**Exercise data:**
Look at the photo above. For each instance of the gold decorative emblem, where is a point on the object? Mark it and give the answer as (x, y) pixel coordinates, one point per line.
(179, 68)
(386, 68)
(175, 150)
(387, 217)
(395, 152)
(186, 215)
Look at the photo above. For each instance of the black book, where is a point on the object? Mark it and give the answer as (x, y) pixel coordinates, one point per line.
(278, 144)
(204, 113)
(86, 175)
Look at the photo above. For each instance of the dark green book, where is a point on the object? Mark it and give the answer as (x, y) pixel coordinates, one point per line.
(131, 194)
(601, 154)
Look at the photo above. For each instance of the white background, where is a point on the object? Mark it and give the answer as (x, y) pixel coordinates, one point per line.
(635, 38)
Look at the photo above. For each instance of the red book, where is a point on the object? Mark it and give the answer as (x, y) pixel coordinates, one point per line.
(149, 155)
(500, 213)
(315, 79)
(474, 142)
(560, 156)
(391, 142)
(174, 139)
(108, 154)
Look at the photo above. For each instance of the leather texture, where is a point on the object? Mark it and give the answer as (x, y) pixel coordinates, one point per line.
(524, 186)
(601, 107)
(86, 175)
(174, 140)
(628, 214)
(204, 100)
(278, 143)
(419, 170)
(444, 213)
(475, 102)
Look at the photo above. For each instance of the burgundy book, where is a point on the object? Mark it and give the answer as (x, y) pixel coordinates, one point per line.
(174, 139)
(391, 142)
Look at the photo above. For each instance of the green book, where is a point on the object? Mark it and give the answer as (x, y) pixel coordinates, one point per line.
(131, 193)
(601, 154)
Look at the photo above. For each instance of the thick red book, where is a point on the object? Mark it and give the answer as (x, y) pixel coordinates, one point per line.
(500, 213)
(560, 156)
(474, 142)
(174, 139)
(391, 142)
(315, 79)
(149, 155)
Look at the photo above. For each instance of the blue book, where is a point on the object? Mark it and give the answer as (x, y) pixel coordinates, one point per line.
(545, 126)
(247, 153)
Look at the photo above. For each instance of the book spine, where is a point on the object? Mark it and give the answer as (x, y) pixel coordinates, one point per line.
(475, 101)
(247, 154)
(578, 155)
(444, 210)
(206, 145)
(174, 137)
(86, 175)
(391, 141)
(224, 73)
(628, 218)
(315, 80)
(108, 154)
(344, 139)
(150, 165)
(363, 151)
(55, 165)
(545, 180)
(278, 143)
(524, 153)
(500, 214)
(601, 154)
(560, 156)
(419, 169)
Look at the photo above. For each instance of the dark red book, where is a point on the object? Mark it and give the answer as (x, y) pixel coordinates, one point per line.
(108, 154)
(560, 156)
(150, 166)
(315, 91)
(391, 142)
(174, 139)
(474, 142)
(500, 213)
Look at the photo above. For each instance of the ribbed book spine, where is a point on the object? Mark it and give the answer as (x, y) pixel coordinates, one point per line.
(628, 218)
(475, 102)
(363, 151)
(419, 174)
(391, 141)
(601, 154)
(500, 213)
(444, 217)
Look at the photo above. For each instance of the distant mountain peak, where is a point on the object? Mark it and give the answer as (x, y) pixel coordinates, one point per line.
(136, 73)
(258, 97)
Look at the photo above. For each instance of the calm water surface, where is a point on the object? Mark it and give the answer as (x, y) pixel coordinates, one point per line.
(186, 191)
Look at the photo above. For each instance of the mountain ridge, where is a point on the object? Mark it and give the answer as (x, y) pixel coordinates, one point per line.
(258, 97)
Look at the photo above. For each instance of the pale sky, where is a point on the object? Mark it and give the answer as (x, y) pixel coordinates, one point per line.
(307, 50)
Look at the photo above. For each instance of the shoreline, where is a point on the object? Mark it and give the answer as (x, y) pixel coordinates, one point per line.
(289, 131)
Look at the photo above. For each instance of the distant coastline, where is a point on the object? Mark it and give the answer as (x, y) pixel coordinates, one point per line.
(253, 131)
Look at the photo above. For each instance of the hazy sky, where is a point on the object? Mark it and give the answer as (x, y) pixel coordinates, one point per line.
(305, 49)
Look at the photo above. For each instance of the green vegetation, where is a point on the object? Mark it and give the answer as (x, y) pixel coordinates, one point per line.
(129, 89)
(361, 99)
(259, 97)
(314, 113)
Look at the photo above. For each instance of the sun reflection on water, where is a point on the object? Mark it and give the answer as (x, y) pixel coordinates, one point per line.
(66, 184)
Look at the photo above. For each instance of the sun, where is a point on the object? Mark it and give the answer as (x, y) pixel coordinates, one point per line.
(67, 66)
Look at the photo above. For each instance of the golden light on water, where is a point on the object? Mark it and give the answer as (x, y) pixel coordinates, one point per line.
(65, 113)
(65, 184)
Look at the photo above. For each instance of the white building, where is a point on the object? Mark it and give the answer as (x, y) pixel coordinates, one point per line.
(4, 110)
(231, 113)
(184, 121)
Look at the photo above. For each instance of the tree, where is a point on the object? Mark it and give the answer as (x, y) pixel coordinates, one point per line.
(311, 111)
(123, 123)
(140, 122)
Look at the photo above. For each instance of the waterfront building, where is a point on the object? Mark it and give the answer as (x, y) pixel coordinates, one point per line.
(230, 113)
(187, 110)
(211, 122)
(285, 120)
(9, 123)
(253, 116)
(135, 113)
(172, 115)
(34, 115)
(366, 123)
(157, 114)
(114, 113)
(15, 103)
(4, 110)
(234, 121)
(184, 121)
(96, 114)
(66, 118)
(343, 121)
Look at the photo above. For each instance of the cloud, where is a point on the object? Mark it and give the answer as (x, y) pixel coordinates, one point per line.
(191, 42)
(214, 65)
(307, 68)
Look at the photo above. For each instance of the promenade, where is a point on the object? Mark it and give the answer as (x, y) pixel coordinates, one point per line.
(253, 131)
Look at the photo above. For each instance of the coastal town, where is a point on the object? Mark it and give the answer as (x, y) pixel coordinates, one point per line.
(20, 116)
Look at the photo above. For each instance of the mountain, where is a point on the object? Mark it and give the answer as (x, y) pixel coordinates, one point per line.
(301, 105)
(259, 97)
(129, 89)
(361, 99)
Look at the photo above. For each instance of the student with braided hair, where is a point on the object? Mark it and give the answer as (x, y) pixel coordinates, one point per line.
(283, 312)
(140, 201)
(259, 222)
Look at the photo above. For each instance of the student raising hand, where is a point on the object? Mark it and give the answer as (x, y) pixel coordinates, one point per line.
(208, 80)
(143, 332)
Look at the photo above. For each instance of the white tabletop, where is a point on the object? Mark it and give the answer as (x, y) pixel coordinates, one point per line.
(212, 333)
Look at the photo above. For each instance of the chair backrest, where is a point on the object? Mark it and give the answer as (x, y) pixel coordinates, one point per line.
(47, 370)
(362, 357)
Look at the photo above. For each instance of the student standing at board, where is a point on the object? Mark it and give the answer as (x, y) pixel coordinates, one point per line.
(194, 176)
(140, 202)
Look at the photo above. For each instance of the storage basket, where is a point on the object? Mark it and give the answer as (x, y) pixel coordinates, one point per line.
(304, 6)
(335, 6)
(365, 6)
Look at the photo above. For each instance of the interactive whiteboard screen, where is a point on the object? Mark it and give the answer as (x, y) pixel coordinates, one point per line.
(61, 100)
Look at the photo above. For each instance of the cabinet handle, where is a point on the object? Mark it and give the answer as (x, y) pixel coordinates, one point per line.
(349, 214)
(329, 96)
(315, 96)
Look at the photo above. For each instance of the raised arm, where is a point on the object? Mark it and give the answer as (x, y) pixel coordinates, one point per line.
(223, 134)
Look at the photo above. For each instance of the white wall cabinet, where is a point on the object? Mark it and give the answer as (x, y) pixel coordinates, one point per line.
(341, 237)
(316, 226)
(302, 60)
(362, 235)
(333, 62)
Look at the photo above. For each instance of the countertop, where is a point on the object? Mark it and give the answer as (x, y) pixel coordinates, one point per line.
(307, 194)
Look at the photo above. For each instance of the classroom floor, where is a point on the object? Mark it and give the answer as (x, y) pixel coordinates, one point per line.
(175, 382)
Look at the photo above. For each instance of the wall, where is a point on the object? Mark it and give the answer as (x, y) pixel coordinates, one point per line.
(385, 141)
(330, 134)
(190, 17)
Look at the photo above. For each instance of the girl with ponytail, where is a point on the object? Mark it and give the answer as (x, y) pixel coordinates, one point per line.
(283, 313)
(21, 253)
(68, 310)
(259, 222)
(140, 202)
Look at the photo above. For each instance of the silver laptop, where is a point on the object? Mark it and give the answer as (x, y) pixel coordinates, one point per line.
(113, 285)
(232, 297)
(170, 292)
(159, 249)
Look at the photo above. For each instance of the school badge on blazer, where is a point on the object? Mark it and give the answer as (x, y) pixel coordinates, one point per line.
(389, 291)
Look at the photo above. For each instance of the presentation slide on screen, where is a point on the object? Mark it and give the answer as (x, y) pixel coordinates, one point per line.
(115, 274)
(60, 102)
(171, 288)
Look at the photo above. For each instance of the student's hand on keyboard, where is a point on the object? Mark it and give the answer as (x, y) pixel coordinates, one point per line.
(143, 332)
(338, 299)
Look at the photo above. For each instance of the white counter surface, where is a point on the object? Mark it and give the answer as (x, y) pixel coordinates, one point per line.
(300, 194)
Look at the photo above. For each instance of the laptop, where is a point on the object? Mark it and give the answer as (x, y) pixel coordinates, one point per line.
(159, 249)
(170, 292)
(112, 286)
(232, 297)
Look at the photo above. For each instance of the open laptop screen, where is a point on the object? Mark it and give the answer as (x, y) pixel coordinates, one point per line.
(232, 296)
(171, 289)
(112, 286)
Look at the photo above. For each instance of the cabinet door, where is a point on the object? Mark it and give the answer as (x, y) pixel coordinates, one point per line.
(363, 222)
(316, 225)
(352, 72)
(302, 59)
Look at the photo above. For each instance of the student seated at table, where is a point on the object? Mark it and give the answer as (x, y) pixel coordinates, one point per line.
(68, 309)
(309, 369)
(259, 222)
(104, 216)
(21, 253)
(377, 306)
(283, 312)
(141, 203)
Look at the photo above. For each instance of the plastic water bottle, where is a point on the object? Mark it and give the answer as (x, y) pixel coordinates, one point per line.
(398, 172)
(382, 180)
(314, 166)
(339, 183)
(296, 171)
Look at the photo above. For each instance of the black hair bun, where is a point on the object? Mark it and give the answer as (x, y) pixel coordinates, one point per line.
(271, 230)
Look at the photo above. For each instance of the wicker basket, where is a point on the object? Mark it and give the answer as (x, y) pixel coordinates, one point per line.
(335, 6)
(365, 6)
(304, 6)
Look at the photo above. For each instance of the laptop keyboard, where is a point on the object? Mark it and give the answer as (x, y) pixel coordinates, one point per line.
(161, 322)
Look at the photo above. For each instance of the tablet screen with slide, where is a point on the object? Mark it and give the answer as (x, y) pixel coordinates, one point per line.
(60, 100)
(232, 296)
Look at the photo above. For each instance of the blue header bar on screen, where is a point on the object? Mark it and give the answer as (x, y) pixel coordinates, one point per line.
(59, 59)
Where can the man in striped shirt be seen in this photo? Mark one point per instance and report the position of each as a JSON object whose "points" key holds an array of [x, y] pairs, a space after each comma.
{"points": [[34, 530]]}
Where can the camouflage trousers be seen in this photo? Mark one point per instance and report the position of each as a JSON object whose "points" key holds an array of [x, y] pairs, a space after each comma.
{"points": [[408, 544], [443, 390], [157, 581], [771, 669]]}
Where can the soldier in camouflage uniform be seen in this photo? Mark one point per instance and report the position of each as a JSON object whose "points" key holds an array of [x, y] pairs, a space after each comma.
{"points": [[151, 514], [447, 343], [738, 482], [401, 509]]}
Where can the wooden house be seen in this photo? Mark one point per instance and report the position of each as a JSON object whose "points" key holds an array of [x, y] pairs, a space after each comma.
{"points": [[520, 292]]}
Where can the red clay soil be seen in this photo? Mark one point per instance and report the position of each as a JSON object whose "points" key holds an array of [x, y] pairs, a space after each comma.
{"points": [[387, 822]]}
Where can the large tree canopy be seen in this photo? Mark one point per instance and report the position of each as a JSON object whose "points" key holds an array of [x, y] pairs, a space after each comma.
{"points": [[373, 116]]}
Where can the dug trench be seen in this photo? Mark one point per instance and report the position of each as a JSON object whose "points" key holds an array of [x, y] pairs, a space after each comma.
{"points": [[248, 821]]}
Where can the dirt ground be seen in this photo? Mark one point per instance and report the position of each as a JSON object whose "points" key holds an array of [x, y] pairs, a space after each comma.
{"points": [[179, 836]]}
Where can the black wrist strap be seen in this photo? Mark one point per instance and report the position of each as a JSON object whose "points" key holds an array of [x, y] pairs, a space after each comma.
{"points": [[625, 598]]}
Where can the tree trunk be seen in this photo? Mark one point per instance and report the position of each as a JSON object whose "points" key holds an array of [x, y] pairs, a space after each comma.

**Exercise requirements:** Give the lines exactly as they stand, from the line with "Where can the dug" through the end of the material.

**Exercise result:**
Where can the dug trench be seen in this photo? Mark one point per instance and report the position of each as a JSON object whose "points" key holds an array of [x, y] pairs, a space after each comma.
{"points": [[248, 821]]}
Where can the dirt ground be seen in this photo? Mark one point per instance and report the position of each as a JSON object whose "points" key holds an array of [x, y] pairs, a space after each comma.
{"points": [[179, 836]]}
Where can the black wrist strap be seen in this photo? Mark one point per instance and report the position of each as a JSON object whose "points" key holds an array of [x, y] pairs, a space after each comma.
{"points": [[625, 598]]}
Where can the tree trunk be seen in this photo? Mark one point per instance and report the position of each as a JSON object whose "points" key holds an array of [x, y] pairs, a space after each comma.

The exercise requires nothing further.